[Segmentation mask data]
§ §

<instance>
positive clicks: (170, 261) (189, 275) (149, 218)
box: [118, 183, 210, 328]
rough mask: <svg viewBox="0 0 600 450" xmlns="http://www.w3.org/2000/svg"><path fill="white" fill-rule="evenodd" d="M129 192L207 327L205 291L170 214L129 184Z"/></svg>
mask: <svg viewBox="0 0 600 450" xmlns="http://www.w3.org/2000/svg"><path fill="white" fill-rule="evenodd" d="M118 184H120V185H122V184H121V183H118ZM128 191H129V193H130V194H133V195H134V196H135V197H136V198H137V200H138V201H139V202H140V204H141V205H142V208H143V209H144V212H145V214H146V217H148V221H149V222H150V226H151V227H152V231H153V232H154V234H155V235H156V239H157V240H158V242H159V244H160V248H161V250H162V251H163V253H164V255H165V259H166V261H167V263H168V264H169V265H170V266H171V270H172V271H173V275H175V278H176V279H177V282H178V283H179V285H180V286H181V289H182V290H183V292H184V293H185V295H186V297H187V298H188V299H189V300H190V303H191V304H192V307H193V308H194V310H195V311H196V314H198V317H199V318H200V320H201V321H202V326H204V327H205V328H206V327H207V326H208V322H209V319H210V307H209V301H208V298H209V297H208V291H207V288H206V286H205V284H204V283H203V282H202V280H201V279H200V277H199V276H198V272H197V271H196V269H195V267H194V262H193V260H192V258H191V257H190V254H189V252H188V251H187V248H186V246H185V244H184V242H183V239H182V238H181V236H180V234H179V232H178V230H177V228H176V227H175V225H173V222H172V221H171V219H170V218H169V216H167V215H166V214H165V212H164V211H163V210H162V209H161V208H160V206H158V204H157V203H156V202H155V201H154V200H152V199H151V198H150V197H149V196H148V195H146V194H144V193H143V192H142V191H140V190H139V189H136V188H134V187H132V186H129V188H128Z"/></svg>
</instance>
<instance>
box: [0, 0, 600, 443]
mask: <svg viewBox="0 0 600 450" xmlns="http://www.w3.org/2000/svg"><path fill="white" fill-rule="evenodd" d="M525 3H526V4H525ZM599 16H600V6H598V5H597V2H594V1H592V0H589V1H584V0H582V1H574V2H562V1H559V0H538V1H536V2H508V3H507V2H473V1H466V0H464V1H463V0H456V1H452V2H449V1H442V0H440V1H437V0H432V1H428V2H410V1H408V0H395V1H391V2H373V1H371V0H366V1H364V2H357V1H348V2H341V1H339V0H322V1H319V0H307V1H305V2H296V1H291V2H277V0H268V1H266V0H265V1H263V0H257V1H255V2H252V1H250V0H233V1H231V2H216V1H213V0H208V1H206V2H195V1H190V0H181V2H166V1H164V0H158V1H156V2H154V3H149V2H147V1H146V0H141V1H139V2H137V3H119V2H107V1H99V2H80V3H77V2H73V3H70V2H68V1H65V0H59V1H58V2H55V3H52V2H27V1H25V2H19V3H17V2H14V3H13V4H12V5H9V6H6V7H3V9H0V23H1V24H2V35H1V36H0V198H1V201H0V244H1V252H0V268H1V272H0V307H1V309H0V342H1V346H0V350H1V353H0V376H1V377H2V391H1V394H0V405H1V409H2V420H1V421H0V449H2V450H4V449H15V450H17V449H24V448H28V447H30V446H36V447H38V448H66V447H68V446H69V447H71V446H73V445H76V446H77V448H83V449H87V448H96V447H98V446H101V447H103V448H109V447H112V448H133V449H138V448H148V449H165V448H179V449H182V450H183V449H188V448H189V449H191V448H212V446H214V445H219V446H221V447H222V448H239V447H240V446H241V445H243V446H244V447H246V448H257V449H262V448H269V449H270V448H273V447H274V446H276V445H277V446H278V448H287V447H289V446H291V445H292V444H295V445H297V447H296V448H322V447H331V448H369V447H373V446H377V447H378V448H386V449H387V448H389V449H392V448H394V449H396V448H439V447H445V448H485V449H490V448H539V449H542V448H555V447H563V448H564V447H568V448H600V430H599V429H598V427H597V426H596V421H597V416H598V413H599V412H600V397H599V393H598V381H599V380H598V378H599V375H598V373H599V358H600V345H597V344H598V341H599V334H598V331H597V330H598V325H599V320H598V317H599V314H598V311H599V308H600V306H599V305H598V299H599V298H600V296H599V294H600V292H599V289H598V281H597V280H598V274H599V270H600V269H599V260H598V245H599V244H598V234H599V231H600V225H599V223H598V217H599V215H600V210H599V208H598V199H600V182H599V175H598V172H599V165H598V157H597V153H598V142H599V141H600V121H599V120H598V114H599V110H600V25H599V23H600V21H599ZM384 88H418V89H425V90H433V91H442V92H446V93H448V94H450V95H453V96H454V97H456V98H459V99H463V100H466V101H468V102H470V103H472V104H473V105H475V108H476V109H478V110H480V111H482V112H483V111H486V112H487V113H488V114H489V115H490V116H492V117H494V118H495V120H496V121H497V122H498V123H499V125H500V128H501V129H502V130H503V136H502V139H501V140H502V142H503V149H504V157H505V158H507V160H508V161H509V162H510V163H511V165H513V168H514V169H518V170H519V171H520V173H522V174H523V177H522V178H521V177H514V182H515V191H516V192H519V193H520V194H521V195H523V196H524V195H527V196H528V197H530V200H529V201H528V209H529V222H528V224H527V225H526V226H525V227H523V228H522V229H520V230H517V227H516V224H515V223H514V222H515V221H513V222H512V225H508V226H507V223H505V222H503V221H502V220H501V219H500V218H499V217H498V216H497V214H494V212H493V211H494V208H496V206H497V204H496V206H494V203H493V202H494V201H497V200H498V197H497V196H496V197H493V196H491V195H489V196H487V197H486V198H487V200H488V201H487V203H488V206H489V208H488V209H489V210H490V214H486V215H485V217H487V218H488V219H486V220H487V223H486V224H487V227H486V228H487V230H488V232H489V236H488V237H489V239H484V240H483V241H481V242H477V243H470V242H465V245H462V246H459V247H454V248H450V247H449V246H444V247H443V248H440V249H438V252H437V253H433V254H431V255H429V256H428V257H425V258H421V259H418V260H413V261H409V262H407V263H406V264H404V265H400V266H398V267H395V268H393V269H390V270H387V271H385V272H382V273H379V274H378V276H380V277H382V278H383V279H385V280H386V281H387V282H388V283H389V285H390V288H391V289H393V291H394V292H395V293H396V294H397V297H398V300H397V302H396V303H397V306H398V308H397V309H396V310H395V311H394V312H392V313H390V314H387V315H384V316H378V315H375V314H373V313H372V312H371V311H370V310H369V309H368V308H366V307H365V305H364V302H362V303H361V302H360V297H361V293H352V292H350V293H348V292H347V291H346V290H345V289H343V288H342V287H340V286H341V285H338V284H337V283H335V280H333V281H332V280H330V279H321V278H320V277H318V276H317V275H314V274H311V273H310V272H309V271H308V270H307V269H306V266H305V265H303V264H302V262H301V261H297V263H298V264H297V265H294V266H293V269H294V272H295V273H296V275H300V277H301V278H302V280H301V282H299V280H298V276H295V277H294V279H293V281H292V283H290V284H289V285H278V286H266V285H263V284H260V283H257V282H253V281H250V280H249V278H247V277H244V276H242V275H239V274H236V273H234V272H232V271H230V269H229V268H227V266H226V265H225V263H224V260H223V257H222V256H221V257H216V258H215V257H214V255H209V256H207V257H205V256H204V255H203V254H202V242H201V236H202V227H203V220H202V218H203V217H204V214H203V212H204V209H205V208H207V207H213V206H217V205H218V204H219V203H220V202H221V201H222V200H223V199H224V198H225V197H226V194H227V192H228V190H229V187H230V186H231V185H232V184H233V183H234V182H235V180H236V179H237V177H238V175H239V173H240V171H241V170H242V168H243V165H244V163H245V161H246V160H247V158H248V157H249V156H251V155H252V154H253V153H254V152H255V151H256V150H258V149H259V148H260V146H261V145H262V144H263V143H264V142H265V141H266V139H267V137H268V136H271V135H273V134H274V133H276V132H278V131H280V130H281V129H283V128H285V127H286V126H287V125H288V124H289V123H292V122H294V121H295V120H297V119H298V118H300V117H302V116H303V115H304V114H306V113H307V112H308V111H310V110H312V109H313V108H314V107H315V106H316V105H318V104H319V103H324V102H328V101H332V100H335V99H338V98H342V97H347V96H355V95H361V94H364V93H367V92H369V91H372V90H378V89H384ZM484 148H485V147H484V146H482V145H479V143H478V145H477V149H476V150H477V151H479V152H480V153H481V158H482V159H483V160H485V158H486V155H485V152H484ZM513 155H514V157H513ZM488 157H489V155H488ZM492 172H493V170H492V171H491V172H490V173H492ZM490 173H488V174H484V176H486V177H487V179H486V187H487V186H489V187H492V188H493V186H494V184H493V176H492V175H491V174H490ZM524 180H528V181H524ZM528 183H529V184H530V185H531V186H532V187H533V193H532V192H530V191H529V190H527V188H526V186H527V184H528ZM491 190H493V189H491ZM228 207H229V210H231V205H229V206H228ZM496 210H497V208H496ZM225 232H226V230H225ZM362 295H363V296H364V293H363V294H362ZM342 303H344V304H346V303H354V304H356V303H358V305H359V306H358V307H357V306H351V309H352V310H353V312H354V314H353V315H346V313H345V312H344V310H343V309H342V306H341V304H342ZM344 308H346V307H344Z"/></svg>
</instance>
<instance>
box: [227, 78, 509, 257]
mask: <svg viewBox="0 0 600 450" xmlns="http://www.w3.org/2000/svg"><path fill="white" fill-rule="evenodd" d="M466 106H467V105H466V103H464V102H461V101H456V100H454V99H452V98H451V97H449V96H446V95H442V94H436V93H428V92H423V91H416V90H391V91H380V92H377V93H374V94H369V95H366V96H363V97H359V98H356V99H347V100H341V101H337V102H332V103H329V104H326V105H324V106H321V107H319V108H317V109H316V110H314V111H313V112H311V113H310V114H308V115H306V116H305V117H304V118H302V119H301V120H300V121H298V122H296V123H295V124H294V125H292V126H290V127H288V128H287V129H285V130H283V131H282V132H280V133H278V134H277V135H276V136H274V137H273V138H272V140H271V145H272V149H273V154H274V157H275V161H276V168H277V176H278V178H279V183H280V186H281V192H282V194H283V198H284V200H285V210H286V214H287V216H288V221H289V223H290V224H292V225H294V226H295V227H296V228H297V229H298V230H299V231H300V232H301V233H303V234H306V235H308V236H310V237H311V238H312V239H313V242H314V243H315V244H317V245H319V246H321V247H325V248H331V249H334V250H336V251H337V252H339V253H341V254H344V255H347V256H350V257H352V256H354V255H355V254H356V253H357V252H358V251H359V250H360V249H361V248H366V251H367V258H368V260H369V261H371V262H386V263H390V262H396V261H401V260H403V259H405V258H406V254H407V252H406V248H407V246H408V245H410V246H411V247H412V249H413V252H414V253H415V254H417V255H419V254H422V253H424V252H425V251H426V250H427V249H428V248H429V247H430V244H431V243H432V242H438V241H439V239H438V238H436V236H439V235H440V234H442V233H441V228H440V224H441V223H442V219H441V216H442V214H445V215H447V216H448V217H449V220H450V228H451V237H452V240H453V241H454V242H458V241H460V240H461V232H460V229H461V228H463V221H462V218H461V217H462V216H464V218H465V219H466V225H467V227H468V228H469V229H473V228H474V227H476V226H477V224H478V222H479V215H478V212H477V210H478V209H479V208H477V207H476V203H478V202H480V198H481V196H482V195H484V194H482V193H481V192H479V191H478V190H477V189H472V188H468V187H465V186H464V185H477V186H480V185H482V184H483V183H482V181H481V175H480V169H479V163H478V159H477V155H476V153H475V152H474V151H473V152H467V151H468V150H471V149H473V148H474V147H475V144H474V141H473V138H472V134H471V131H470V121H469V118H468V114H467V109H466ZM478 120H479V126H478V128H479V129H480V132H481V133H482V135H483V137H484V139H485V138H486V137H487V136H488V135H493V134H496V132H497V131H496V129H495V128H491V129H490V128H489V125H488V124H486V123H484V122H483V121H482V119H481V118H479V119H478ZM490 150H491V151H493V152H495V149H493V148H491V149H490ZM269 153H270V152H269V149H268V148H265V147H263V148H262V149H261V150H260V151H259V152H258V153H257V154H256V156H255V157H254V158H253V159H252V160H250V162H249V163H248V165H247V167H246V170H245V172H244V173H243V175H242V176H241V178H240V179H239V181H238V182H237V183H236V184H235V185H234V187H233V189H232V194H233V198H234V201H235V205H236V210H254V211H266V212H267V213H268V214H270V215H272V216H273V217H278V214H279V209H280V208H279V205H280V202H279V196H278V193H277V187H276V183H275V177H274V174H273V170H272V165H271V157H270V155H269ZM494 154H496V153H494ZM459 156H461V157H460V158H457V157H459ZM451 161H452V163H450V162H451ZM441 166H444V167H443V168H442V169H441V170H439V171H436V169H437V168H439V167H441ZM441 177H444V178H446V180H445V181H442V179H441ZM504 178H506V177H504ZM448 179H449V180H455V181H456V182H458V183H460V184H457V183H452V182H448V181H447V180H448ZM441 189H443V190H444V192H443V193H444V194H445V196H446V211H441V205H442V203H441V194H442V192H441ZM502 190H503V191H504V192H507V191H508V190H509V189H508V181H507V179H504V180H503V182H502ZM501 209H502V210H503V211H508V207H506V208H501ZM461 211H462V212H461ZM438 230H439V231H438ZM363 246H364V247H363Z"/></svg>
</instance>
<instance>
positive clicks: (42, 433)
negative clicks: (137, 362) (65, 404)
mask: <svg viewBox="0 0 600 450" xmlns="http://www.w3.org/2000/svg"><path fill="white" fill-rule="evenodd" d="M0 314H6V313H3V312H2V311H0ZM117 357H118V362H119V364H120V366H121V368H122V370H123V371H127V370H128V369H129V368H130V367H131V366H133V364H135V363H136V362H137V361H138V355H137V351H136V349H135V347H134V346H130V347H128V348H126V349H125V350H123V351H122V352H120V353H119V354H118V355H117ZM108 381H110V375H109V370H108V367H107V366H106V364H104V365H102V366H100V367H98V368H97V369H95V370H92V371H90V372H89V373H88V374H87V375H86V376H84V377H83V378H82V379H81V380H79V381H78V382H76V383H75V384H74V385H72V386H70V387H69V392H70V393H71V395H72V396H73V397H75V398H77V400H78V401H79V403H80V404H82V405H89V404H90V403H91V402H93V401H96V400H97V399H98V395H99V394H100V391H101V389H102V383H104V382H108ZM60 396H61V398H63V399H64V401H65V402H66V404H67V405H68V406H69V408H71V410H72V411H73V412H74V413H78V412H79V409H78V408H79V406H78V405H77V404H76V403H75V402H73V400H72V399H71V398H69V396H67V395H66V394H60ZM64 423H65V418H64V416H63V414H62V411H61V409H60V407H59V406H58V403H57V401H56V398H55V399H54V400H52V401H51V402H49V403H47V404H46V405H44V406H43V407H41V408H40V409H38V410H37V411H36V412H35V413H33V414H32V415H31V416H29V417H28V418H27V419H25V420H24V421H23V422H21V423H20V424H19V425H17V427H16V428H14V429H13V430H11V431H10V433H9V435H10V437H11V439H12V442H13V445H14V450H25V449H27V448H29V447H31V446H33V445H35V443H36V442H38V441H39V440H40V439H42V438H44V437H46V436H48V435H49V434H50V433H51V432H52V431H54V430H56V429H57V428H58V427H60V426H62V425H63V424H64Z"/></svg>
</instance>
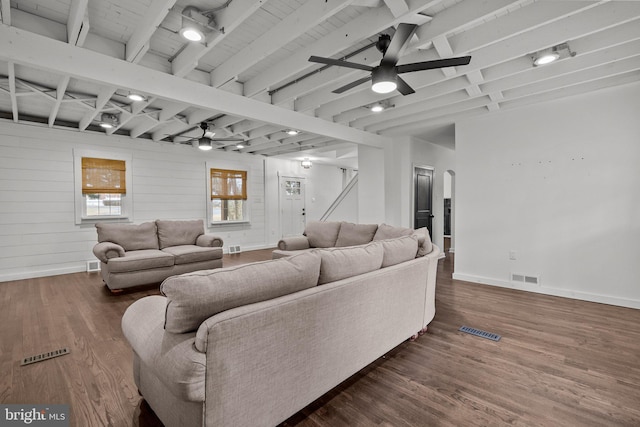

§ §

### Problem description
Convert the lines above into a JSON list of strings, one string per line, leaving out any blank lines. Start with the first line and continue through the line that contains "rough mask: <svg".

### Expected output
[
  "<instance>",
  "positive clicks: (170, 261) (189, 275) (149, 218)",
  "box: [118, 183, 210, 328]",
  "rough mask: <svg viewBox=\"0 0 600 450\" xmlns=\"http://www.w3.org/2000/svg\"><path fill=\"white\" fill-rule=\"evenodd\" d=\"M129 192L207 327L205 291L170 214L129 184Z\"/></svg>"
]